Goal of the exercise
Begin with the line that contains "of the warehouse" and transcribe each line after it, up to and including the last line of the listing below.

Dataset rows
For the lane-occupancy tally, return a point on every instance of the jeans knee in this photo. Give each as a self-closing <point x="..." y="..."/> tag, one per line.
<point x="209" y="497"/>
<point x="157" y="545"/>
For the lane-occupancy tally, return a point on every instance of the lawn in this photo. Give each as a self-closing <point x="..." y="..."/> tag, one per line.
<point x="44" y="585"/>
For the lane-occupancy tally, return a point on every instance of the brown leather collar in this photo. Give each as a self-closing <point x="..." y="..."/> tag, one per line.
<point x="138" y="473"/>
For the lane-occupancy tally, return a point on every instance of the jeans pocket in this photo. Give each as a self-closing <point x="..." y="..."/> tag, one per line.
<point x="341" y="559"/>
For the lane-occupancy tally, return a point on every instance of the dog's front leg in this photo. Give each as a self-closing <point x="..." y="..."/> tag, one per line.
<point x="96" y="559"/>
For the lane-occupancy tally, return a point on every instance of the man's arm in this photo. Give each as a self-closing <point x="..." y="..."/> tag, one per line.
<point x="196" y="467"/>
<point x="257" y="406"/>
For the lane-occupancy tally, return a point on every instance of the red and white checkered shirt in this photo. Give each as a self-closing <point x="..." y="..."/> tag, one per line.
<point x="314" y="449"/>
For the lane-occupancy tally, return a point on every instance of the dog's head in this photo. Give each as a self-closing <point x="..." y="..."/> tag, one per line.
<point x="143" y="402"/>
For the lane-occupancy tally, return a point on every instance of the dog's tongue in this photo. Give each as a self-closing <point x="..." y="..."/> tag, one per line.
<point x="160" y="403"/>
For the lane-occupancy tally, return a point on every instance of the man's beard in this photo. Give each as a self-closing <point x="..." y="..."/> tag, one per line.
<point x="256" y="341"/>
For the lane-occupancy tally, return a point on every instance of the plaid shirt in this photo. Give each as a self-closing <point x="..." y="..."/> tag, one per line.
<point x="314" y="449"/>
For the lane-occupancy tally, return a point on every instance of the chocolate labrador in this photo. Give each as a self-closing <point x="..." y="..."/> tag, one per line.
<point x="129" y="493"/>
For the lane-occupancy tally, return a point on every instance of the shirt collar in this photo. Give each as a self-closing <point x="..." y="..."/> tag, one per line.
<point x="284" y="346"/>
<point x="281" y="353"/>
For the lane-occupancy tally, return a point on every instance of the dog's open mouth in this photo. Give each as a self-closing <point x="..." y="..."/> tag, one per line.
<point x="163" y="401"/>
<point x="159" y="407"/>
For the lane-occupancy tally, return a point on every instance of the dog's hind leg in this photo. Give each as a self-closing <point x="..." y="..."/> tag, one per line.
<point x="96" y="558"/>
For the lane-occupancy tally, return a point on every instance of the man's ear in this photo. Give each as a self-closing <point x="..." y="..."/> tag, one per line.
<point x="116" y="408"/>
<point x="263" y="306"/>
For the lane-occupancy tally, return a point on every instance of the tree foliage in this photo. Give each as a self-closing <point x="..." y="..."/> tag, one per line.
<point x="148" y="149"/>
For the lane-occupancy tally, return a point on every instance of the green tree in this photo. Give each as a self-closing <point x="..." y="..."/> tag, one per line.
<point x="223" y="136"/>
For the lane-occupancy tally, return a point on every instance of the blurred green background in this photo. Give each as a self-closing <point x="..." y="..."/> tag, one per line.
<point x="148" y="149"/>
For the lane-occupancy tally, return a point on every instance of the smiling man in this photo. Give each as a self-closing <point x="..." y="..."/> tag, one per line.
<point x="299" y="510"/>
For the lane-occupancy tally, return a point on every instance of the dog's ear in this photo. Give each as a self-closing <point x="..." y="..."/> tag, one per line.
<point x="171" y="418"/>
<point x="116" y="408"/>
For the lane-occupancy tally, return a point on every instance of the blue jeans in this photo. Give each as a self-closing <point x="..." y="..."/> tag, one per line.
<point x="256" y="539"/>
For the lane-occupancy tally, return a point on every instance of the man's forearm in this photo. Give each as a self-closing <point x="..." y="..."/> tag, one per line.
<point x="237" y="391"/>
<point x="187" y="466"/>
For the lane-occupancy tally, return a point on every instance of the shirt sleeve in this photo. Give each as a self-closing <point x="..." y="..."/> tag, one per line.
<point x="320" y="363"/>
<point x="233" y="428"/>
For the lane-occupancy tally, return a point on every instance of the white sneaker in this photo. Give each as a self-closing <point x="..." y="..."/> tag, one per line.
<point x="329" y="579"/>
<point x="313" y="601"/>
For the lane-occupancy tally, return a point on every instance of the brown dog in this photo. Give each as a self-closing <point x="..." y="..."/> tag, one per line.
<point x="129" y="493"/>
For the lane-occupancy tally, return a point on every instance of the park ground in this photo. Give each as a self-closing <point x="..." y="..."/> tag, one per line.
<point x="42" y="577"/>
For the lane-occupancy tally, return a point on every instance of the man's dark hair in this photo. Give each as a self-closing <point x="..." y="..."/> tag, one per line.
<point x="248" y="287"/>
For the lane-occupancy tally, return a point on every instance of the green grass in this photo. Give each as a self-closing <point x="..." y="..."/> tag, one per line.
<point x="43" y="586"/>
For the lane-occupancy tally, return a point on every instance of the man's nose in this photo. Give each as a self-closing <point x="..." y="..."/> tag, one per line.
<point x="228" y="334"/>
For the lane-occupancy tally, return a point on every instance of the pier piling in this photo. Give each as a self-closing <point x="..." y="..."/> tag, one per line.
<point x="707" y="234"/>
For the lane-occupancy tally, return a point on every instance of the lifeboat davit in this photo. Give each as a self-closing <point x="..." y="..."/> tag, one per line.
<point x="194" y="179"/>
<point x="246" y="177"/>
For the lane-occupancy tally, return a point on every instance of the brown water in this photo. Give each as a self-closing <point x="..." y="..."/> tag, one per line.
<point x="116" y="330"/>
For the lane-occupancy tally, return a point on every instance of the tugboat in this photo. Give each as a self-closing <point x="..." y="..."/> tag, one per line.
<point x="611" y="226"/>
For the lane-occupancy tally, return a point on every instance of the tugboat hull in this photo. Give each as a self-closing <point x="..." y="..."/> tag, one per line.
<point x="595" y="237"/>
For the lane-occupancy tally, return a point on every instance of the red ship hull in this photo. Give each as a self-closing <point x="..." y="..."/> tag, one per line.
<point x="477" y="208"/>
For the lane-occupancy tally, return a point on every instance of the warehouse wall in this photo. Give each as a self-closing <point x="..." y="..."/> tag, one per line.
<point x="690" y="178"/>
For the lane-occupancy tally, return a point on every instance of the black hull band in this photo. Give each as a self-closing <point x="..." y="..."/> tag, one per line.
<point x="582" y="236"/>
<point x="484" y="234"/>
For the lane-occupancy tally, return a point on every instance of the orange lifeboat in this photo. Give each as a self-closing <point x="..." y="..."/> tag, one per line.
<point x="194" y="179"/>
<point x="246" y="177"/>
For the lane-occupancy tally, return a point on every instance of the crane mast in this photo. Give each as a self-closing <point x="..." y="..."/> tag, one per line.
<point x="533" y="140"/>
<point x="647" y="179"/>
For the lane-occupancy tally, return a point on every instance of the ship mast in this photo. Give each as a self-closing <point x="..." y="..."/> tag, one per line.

Complete answer
For the lane-occupancy tally, return a point on every instance of the warehouse wall in this photo. Give each as a self-closing <point x="..." y="..."/> tag, one per line.
<point x="690" y="178"/>
For the lane-occupancy tally, return a point on every instance of the black hull band in this photo. Give each as a self-closing <point x="..." y="..."/> tag, one per line.
<point x="582" y="236"/>
<point x="484" y="234"/>
For the lane-occupancy tally, return a point on every instance of the orange lifeboat in this photo. Give each as a self-closing <point x="..." y="..."/> tag, one per line.
<point x="194" y="179"/>
<point x="246" y="177"/>
For the lane-occupancy tally, return a point on every instance of the crane mast in this photo. Give each as a self-closing <point x="..." y="..."/> tag, one per line.
<point x="533" y="140"/>
<point x="647" y="179"/>
For the lane-occupancy tally, return a point on every instance of the ship mast in this photo. Give each as a self-closing <point x="..." y="..."/> tag, one per line.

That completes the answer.